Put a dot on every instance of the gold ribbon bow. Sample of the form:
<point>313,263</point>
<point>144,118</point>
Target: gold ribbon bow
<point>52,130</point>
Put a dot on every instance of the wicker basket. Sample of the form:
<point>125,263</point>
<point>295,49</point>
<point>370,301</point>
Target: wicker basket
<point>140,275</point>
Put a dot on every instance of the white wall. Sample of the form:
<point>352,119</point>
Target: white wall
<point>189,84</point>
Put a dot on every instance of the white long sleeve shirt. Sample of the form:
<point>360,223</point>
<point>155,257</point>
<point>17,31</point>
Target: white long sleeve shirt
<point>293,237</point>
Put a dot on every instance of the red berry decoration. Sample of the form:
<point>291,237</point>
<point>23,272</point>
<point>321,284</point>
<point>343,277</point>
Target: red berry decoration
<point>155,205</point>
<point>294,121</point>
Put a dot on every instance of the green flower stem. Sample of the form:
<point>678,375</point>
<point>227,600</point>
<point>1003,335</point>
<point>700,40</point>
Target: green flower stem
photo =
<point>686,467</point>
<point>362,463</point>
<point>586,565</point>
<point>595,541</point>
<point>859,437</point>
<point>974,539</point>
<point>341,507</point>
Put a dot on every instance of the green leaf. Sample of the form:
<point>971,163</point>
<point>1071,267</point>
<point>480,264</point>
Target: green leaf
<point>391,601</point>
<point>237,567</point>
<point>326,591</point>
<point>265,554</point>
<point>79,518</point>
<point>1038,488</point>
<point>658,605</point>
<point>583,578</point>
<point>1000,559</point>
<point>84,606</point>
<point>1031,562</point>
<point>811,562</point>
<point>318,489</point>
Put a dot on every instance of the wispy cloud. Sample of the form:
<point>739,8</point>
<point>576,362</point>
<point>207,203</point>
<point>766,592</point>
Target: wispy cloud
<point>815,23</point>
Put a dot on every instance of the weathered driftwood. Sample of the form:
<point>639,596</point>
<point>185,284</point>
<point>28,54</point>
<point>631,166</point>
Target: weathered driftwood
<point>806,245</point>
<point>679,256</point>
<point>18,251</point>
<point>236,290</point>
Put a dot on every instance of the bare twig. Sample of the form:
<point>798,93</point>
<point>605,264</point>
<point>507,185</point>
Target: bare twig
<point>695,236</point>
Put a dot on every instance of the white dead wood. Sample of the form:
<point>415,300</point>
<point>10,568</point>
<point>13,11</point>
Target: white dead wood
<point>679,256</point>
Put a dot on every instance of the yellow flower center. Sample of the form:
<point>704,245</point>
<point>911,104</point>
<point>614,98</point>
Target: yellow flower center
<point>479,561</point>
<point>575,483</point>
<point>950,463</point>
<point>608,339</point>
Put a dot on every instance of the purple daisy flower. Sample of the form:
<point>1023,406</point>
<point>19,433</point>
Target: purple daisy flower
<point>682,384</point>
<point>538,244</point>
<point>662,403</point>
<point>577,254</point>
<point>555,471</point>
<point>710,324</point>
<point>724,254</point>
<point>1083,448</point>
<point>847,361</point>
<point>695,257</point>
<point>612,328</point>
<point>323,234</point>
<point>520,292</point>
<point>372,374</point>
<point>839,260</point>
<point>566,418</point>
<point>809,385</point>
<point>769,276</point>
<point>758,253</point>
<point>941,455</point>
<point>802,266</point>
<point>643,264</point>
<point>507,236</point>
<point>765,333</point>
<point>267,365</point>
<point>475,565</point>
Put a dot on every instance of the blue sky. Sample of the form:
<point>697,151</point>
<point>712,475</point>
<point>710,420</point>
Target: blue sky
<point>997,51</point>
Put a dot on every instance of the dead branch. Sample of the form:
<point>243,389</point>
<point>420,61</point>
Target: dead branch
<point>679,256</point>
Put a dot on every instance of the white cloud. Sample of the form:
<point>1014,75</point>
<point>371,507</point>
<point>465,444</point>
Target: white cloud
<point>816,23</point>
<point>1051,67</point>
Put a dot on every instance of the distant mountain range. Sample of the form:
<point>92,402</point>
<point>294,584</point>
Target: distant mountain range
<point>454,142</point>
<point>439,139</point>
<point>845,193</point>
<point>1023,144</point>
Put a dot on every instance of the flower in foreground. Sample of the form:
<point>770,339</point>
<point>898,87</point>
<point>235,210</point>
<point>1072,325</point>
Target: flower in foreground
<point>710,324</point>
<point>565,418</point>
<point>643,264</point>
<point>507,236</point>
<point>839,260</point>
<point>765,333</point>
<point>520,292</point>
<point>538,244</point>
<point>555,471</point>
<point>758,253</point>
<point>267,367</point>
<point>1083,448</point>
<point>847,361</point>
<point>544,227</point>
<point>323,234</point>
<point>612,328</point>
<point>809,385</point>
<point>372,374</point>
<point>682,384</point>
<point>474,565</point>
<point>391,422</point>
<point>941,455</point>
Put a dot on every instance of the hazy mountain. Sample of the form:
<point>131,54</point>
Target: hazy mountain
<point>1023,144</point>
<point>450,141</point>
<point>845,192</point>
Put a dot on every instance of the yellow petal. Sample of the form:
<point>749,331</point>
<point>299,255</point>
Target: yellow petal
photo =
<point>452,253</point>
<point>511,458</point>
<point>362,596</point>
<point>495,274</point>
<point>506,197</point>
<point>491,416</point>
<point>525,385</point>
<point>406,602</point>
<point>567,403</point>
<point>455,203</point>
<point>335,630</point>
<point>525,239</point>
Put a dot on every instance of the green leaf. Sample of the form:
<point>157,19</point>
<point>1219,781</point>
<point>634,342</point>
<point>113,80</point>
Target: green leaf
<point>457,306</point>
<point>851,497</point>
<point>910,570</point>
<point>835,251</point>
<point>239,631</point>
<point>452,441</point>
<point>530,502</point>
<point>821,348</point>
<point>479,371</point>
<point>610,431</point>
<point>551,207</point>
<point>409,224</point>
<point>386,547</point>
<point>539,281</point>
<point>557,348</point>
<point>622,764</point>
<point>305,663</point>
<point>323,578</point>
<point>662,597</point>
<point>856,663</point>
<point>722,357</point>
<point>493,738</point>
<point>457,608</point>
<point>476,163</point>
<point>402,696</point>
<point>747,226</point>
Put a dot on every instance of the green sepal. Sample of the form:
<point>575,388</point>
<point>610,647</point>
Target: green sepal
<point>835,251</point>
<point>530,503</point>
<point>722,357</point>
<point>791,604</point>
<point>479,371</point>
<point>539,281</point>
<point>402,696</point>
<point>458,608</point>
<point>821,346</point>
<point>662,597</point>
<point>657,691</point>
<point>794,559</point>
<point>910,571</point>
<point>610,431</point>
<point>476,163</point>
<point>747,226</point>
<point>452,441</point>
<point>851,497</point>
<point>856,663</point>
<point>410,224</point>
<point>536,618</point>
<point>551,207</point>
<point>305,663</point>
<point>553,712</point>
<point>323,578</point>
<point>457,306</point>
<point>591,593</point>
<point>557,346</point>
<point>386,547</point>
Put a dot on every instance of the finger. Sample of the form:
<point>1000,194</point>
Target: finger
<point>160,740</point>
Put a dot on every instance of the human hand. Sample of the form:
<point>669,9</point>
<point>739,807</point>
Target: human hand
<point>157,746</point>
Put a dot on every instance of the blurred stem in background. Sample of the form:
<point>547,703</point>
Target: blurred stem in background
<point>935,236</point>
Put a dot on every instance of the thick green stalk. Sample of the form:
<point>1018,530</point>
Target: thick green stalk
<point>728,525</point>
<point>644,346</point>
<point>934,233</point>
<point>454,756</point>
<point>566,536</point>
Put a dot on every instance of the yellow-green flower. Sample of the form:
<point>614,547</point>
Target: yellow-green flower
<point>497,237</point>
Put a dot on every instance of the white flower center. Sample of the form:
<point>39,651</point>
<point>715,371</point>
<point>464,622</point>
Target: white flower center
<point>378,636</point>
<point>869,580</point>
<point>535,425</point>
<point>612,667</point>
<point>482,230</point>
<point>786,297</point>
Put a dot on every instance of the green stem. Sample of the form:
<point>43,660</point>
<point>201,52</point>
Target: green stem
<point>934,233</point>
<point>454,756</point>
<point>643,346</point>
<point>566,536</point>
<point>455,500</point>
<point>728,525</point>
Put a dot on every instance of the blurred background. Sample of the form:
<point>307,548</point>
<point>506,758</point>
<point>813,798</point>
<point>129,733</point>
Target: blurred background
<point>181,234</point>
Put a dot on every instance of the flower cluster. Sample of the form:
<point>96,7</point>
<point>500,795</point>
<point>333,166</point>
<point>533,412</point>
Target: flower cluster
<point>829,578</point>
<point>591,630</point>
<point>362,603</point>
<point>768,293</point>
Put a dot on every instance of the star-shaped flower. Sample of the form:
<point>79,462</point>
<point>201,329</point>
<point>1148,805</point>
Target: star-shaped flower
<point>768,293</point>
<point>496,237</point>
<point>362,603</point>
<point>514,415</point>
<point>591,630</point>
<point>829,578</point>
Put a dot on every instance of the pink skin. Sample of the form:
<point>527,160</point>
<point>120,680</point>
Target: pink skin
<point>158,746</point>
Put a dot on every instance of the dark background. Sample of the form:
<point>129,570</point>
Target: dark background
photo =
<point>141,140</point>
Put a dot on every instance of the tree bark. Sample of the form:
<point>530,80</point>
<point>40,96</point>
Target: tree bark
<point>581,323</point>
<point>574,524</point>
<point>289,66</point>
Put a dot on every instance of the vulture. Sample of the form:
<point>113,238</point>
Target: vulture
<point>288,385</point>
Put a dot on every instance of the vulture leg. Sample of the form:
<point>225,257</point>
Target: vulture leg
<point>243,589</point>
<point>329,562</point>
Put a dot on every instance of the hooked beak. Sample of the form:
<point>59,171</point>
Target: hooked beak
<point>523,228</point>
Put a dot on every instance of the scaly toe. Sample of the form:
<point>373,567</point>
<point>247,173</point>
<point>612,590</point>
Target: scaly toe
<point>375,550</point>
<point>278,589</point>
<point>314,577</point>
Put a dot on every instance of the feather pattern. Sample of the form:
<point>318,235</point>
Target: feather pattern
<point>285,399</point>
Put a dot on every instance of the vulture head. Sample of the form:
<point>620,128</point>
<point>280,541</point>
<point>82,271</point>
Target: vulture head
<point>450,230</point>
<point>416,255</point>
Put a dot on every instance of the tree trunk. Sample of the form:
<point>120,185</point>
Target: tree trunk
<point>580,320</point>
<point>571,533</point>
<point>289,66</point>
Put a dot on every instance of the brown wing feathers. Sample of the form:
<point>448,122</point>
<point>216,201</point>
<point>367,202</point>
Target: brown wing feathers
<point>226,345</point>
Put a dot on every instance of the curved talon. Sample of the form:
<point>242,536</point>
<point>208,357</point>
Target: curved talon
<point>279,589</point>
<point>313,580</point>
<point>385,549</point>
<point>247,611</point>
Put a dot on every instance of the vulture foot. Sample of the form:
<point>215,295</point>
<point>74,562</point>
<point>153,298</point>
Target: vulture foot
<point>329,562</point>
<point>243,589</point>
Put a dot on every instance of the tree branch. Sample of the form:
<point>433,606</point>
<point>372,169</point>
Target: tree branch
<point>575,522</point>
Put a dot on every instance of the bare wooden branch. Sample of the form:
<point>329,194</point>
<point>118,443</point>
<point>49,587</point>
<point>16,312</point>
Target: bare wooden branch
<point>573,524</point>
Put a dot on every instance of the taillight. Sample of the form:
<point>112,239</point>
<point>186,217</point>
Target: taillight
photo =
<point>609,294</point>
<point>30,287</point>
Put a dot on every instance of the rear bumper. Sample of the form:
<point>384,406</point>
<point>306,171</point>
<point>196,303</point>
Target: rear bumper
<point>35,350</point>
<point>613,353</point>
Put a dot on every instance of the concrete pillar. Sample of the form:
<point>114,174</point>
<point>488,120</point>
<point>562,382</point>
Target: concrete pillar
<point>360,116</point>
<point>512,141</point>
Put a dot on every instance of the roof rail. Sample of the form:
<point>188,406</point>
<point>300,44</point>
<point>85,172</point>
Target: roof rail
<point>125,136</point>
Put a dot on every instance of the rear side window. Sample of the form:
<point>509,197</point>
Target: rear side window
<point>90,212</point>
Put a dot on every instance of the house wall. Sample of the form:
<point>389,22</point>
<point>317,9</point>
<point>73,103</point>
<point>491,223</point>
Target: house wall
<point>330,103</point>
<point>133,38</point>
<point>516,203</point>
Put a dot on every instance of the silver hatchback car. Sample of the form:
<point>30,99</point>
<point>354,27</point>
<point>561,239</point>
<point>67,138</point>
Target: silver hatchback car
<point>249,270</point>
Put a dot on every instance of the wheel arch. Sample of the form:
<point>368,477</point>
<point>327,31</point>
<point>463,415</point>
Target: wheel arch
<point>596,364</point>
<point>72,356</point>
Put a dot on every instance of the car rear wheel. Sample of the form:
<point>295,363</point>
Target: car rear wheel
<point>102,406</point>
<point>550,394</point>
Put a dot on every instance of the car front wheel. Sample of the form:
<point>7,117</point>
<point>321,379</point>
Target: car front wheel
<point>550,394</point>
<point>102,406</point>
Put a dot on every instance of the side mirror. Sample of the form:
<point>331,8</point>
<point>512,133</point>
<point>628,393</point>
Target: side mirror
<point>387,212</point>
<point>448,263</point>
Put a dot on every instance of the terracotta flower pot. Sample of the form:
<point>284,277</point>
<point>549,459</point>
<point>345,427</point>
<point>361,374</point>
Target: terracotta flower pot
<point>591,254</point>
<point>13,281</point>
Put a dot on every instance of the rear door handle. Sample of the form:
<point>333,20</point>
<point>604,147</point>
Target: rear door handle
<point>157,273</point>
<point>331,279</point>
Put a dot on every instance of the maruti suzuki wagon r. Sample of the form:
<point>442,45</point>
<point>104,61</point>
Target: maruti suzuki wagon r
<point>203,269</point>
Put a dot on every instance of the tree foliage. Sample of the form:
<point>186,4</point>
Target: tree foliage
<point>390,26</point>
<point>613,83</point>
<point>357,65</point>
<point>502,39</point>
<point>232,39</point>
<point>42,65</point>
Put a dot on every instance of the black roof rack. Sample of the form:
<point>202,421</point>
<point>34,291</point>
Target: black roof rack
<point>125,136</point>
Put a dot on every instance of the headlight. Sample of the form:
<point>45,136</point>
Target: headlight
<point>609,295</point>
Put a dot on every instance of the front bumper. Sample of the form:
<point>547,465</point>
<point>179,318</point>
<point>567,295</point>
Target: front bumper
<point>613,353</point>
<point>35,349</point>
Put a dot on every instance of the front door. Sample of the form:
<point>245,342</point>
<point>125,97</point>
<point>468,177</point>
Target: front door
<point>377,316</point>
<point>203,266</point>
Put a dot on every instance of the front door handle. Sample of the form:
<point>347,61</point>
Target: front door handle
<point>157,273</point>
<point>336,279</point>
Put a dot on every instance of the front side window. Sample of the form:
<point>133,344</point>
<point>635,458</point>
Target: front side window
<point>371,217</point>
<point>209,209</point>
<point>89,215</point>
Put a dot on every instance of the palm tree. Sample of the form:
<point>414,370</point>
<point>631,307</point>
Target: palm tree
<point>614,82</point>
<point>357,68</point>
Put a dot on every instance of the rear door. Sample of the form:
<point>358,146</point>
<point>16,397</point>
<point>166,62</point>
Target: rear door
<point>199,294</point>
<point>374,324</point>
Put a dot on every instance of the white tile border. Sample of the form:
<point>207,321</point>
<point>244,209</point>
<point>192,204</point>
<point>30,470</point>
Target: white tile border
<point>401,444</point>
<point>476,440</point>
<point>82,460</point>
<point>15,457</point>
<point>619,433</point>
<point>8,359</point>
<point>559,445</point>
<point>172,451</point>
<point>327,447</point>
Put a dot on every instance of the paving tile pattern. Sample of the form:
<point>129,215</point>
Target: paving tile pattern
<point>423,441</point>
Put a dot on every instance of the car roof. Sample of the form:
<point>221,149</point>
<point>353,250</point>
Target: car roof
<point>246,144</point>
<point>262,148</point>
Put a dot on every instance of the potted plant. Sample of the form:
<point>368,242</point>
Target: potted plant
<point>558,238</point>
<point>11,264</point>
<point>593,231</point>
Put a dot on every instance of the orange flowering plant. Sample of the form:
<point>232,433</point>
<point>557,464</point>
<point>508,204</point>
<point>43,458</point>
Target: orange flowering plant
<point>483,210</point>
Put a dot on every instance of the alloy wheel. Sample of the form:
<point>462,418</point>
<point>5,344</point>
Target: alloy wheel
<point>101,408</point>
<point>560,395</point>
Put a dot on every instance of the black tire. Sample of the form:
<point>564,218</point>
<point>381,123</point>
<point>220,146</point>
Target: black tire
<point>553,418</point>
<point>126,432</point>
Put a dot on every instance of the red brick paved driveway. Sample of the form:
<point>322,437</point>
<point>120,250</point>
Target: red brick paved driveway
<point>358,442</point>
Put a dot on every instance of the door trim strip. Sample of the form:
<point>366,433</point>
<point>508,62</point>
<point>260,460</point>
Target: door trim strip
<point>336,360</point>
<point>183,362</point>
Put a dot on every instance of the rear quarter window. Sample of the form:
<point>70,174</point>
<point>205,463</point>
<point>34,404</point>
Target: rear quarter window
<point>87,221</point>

--------------------------------

_Objective_. Rewrite the lines starting with the one that contains "Put a dot on every instance of the orange" and going on through the one that contains "<point>483,210</point>", renaming "flowering plant" to "blooming plant" and leaving everything else unchanged.

_Correct output_.
Put a dot on every instance of the orange blooming plant. Sample of the form:
<point>232,433</point>
<point>557,464</point>
<point>508,204</point>
<point>43,458</point>
Target: orange blooming plant
<point>483,210</point>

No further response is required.